BEGIN Supplied data

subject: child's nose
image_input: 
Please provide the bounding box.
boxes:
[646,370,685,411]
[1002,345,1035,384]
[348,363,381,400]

END Supplied data

• [Directions for this task]:
Give the items above as a two-column CSV with the headers "prompt" and "response", one row per item. Put each item's text and its answer in a single quoted field apiece, replacing line breaks with spaces.

• [Complete answer]:
prompt,response
"subject: child's nose image_input: Please provide the bounding box. boxes:","[646,370,685,411] [1002,345,1035,384] [348,363,381,400]"